▶ _Required actions_:
1) Render this sentence from the research integrity excerpt in Spanish: "What remains to be seen is whether the CCRI proposal will be embraced and implemented."
2) Summarize the research integrity excerpt in two sentences.

▶ _Text section_:
.....
The expert panel report stems from a 2008 review of the existing policy framework and closely follows a 2009 report from Hickling Arthurs Low (HAL) which also included the CCRI among its list of options. The HAL Report was commissioned by the Canadian Research Integrity Committee representing 16 research and academic institutions including the three granting councils.

It noted, however, that of the options it considered — an evolving current system, office of an ombudsperson and CCRI — none adequately address the fact that neither government nor private sector fall within the jurisdiction of the main system.

It adds that an ombudsperson or a CCRI "would be a logical focal point for fielding calls from, and disseminating information to, both government and private sector researchers".

CCRI responsibilities
Promotion

Prevention

Provision of confidential advice

Information gathering

Dissemination and reporting of information

Development and promotion

of best practice standards

The granting councils will use both reports and other inputs to craft a definitive approach to research integrity that fuses the societal expectations of zero tolerance and privacy. What remains to be seen is whether the CCRI proposal will be embraced and implemented.

"The suggestion of the creation of any new body is always something you don't want to jump into ... We feel in many cases that the horizontal connecting of bodies is often a good approach and to minimize as much as possible the creation of new bodies," says Dr Chad Gaffield, president of the Social Sciences and Humanities Research Council. "What we need help in — and the report emphasized that — is the two societal expectations of zero tolerance and privacy ... That is a much larger issue. We need to get around how we can respond to legitimate demands that we certainly share as councils."
.....
▶ _Collected data entries_:
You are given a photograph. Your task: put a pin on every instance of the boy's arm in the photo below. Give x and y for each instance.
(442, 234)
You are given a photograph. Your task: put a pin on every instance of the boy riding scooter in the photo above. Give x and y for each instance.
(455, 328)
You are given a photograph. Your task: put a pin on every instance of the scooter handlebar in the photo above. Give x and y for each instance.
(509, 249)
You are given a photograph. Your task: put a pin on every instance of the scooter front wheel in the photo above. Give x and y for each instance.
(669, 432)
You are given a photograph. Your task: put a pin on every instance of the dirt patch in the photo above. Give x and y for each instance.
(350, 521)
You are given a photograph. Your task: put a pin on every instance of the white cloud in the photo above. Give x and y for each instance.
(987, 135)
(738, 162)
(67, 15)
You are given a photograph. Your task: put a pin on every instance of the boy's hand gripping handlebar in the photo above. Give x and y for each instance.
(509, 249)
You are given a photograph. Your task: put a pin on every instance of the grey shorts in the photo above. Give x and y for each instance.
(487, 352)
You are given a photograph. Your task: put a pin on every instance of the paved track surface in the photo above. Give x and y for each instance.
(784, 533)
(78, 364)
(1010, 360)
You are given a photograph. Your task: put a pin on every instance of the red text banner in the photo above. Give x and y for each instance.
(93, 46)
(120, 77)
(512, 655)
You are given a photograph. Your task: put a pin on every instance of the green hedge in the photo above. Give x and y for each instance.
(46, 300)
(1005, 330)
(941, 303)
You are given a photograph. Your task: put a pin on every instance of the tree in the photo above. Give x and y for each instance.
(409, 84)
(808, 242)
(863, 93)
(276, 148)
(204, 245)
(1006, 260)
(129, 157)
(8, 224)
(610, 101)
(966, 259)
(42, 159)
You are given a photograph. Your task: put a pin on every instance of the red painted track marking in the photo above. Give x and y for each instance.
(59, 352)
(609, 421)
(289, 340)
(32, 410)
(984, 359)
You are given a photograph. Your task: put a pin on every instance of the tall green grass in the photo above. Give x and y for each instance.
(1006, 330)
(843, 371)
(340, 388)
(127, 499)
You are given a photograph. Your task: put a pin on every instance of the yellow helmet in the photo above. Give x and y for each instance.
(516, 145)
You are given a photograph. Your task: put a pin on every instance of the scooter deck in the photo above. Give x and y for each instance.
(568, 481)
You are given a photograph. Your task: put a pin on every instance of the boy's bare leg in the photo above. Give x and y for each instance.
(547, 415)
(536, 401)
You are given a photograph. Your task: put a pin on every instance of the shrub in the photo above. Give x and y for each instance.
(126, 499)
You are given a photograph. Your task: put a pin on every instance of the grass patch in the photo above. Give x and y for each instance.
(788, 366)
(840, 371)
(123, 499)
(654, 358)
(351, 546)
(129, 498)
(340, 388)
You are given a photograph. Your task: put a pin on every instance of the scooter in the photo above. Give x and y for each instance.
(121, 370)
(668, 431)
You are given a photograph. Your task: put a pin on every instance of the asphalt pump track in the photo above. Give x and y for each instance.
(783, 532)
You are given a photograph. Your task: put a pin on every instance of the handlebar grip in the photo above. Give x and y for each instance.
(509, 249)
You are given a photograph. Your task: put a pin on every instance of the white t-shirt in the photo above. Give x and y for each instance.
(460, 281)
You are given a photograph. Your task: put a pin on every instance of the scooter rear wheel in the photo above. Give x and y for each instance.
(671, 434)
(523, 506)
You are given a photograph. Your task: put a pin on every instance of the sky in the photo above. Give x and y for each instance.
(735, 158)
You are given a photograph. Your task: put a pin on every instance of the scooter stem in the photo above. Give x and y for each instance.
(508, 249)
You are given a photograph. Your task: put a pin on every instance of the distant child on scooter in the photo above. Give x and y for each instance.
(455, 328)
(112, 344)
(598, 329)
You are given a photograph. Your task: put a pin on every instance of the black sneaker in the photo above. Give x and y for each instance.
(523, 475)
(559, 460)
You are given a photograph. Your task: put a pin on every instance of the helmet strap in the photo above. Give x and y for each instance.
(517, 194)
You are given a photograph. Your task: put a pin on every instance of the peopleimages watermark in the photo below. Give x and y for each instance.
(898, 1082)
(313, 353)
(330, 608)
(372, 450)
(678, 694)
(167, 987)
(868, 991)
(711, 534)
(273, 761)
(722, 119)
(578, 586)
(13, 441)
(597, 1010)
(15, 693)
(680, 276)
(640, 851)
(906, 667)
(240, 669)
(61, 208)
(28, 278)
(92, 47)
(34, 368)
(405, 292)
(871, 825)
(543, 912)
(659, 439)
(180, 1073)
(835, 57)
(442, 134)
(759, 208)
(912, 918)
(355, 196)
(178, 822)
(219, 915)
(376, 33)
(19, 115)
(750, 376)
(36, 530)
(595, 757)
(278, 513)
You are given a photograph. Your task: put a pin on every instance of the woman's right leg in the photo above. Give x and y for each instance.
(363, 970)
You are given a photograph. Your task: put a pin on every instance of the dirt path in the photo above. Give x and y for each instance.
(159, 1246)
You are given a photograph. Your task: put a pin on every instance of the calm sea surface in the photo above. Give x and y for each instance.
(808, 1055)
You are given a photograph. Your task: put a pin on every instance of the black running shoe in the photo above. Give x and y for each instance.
.....
▶ _Answers below_:
1) Queda por ver si la propuesta del CCRI será aceptada y puesta en práctica.

2) The expert panel report closely follows a 2009 Hickling Arthurs Low report, commissioned by the Canadian Research Integrity Committee, which listed the CCRI among its options but found that none of them adequately addressed the fact that government and private sector researchers fall outside the main system. The granting councils will use both reports and other inputs to craft an approach that fuses zero tolerance and privacy, while Dr Chad Gaffield of the Social Sciences and Humanities Research Council prefers connecting existing bodies to creating new ones.